***** SUPPLIED DATA

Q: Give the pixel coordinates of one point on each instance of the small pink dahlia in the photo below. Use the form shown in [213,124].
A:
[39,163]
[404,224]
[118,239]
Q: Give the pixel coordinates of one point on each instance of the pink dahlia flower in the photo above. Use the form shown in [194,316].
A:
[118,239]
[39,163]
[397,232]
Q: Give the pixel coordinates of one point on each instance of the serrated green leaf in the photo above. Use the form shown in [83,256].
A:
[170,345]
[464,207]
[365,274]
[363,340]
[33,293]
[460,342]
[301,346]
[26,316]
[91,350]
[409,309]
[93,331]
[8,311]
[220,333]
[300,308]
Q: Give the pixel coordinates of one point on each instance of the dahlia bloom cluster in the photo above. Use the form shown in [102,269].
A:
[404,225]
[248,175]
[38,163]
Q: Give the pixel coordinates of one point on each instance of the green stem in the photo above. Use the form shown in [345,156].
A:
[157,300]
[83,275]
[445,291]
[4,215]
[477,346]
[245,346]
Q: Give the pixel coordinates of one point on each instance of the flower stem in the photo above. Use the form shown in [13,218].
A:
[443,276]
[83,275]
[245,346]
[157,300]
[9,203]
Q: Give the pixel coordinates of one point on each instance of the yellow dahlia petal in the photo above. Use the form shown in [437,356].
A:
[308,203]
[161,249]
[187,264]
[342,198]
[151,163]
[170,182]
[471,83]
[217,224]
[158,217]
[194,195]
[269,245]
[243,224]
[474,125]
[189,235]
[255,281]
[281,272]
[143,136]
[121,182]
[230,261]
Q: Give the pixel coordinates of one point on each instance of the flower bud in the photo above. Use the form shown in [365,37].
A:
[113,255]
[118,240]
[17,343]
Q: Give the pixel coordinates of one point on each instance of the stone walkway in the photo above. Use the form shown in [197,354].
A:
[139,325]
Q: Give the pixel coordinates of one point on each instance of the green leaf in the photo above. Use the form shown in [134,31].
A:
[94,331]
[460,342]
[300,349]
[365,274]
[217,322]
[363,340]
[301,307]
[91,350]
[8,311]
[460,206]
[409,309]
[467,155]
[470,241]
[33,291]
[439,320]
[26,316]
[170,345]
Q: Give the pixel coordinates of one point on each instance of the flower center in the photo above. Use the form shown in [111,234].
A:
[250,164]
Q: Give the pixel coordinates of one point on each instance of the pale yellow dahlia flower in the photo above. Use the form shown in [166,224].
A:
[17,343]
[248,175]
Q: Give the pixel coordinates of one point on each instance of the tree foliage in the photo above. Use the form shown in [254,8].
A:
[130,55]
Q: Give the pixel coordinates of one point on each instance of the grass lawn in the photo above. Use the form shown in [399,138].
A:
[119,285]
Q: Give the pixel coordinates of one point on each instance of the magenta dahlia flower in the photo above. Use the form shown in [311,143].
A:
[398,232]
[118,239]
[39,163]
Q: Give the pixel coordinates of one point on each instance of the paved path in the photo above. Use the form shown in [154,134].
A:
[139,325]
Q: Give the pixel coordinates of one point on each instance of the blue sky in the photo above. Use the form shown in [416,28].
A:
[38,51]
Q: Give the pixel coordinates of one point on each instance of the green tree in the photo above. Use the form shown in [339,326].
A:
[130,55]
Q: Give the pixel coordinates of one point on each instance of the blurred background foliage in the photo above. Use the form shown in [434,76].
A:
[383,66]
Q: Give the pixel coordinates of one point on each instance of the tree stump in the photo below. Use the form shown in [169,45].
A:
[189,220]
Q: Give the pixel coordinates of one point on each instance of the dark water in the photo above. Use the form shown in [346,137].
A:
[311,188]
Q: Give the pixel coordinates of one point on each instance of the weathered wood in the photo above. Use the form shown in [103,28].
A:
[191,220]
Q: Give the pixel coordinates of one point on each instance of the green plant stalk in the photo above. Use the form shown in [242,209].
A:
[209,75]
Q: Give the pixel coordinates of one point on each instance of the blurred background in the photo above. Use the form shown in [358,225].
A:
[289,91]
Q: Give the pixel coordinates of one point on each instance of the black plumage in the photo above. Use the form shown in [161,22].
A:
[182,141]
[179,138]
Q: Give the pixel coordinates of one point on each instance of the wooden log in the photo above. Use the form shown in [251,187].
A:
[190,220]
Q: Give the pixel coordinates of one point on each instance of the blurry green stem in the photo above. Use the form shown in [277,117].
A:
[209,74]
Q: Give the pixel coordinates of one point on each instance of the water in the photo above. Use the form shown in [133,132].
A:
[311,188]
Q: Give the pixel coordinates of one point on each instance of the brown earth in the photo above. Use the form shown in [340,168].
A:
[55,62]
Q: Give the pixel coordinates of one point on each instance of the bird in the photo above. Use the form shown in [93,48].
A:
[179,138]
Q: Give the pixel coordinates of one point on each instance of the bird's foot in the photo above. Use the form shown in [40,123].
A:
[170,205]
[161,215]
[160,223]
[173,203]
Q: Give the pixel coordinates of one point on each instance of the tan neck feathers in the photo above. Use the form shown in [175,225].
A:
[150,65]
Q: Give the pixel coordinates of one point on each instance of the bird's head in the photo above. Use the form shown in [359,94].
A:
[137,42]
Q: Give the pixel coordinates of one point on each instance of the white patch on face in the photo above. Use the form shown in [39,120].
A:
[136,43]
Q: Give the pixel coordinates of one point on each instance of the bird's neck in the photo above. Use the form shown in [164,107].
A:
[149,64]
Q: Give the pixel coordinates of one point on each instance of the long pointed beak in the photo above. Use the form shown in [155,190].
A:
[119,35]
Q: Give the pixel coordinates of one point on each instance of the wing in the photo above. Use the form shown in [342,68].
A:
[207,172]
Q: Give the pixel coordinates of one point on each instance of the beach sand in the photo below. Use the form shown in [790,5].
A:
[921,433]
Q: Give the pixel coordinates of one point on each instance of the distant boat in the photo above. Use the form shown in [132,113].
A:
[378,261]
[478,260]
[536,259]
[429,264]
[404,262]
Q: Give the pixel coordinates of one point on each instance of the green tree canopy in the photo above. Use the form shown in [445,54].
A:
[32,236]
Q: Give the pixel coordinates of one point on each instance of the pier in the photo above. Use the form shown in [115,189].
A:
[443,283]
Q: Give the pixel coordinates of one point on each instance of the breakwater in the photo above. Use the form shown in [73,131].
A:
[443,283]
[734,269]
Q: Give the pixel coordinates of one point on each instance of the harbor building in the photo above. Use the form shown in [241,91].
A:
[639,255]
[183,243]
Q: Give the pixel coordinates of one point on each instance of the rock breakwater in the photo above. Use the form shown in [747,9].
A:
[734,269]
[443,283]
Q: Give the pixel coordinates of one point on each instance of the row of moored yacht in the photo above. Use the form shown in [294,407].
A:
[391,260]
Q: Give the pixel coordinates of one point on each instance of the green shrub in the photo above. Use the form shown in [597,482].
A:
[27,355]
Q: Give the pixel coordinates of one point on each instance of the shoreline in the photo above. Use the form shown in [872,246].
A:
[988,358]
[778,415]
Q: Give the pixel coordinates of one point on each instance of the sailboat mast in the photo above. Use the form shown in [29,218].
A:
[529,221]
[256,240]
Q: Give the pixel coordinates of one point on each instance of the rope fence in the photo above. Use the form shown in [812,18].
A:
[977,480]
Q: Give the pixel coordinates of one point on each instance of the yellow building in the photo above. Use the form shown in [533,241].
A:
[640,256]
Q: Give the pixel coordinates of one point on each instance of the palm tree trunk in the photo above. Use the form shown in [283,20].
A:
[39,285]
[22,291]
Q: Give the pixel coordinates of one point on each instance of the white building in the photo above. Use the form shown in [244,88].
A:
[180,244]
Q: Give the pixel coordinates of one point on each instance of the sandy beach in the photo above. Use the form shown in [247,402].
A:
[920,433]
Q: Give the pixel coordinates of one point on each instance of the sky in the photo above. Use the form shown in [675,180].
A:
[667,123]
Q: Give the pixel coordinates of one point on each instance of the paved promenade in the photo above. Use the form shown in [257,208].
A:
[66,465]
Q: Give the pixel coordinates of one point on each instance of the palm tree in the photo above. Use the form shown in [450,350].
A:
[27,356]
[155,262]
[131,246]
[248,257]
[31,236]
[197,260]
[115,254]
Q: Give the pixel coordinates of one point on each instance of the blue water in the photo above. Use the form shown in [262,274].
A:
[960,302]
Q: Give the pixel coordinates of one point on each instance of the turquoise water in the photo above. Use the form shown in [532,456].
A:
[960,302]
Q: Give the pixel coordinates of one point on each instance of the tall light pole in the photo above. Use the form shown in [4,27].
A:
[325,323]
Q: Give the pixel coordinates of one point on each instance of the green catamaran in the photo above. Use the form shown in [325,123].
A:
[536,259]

**********

**TASK PROMPT:**
From the "shown in [262,274]." line to the close of the listing, restate each line word for word.

**SOLUTION TO THIS EXERCISE:**
Q: Give the pixel coordinates of one point on each instance of the blue water in the photo above. Use the form shown in [262,274].
A:
[960,302]
Q: Give the pixel coordinates of one point on each instance of the turquoise water in the photo above. Use the form shown in [532,456].
A:
[960,302]
Q: Give the pixel coordinates of one point on each instance of the tall light pole in the photo above. Use the form shown in [4,27].
A:
[325,323]
Q: Give the pixel coordinates of one point on each instance of the green catamaran in the photo above. Use the form shown in [325,123].
A:
[536,259]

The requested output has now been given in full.